■ WRITTEN TASK 1 ■
Revise the records from the line containing "head in the photo above." through the end of the records, inclusive, replacing "keypoint" with "marker" and keeping everything else the same. Return only those lines.

Lee Chandler (Affleck) works as a building janitor, fixing leaks, shovelling snow from the entrance, getting hit on whilst unblocking a toilet, all with minimal fuss and very little human interaction. On a day like any other, Lee receives a call telling him his older brother, Joe (Kyle Chandler), has suddenly died. He must return to his hometown of Manchester to face up to some ghosts from a past life, and the realisation that he has been named legal guardian of his nephew, Patrick (Lucas Hedges).

Manchester by the Sea is a real actor’s piece, and as such there’s not a single performance that doesn’t strike a chord. Chief amongst those is Michelle Williams, who with very little screen time offers up an initial turn of affability, especially during the numerous flashbacks  that are used to drip-feed information as to why Lee is such a broken soul. In the present day, she is staggeringly good when confronting her own demons. Her interactions with Affleck are one of the reasons why he is so good; a distressing random encounter towards the end of the film is barely watchable due to the anguish depicted.

It’s peak Casey Affleck from the off; he does the whole head bowed, insular suffering like few others, and keeps Lee’s Catholic guilt bubbling away beneath the surface, only rearing its head when he needs a cathartic bar fight rather than a one-night-stand. Throughout the film he’s captivating, but there is one sequence in particular, set in a fire station, in which for want of a less hyperbolic word, he’s astonishing. It’s bleak, hopeless, end-of-his tether stuff, with barely a word uttered, and it hangs over the film from the minute it happens.

■ WRITTEN TASK 2 ■
In the film review, what town must Lee return to after his brother's death?

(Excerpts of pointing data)
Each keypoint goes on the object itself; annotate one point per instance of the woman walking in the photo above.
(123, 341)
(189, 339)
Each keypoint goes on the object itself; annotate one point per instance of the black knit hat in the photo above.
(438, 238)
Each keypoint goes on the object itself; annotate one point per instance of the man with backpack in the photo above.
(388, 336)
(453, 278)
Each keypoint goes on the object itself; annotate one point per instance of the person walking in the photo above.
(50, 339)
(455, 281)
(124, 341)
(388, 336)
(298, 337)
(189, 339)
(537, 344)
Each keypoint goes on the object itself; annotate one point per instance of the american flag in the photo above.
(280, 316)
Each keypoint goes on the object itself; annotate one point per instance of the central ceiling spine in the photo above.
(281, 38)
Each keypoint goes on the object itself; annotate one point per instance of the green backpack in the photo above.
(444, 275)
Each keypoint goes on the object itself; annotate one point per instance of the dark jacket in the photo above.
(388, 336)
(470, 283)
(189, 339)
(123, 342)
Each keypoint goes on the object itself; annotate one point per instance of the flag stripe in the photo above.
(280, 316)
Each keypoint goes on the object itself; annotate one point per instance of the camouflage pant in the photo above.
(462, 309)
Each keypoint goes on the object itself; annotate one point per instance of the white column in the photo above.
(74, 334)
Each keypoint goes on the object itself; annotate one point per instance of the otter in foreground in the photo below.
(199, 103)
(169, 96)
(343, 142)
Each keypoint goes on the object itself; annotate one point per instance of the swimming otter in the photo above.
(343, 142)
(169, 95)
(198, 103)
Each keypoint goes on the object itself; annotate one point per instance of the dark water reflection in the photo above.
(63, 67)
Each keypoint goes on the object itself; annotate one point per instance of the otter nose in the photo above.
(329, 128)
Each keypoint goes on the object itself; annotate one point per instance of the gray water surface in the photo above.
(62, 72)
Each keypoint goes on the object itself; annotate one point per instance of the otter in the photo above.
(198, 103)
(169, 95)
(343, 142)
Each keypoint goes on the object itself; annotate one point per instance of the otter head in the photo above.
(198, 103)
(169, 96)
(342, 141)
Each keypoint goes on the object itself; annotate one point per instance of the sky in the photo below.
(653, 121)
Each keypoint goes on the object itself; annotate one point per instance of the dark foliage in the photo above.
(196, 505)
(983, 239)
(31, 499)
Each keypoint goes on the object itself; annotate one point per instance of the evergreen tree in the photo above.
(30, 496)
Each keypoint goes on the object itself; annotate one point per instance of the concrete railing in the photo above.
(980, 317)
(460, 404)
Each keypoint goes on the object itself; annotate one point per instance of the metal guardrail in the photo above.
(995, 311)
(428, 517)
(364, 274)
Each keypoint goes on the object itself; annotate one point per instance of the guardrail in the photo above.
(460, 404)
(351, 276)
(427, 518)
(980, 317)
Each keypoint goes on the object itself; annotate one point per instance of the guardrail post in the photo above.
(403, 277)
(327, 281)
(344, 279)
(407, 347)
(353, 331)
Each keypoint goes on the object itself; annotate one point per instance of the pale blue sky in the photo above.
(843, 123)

■ CORRECT RESULT 1 ■
Each marker goes on the object itself; annotate one point per instance of the otter head in the photo above.
(198, 103)
(169, 96)
(342, 141)
Each marker goes on the object itself; annotate one point per instance of the sky in the photo below.
(653, 121)
Each marker goes on the object itself; annotate one point per instance of the dark foliage in the photo above.
(196, 505)
(983, 239)
(31, 499)
Each marker goes on the object itself; annotate one point per instance of the evergreen tree in the photo above.
(30, 496)
Each marker goes on the object itself; annotate one point per instance of the concrete railing in the photo above.
(980, 317)
(460, 404)
Each marker goes on the object itself; annotate one point per instance of the metal guardrail in the photo above.
(995, 311)
(428, 517)
(364, 274)
Each marker goes on the object itself; annotate one point per instance of the guardrail in the photo above.
(460, 404)
(351, 276)
(427, 518)
(980, 317)
Each marker goes on the object itself; annotate one point per instance of the guardrail post in the photo above.
(403, 277)
(327, 281)
(344, 279)
(407, 347)
(353, 331)
Each marker goes on the object itself; annotate one point per instance of the pale blue sky in the photo above.
(843, 123)

■ CORRECT RESULT 2 ■
He must return to his hometown of Manchester.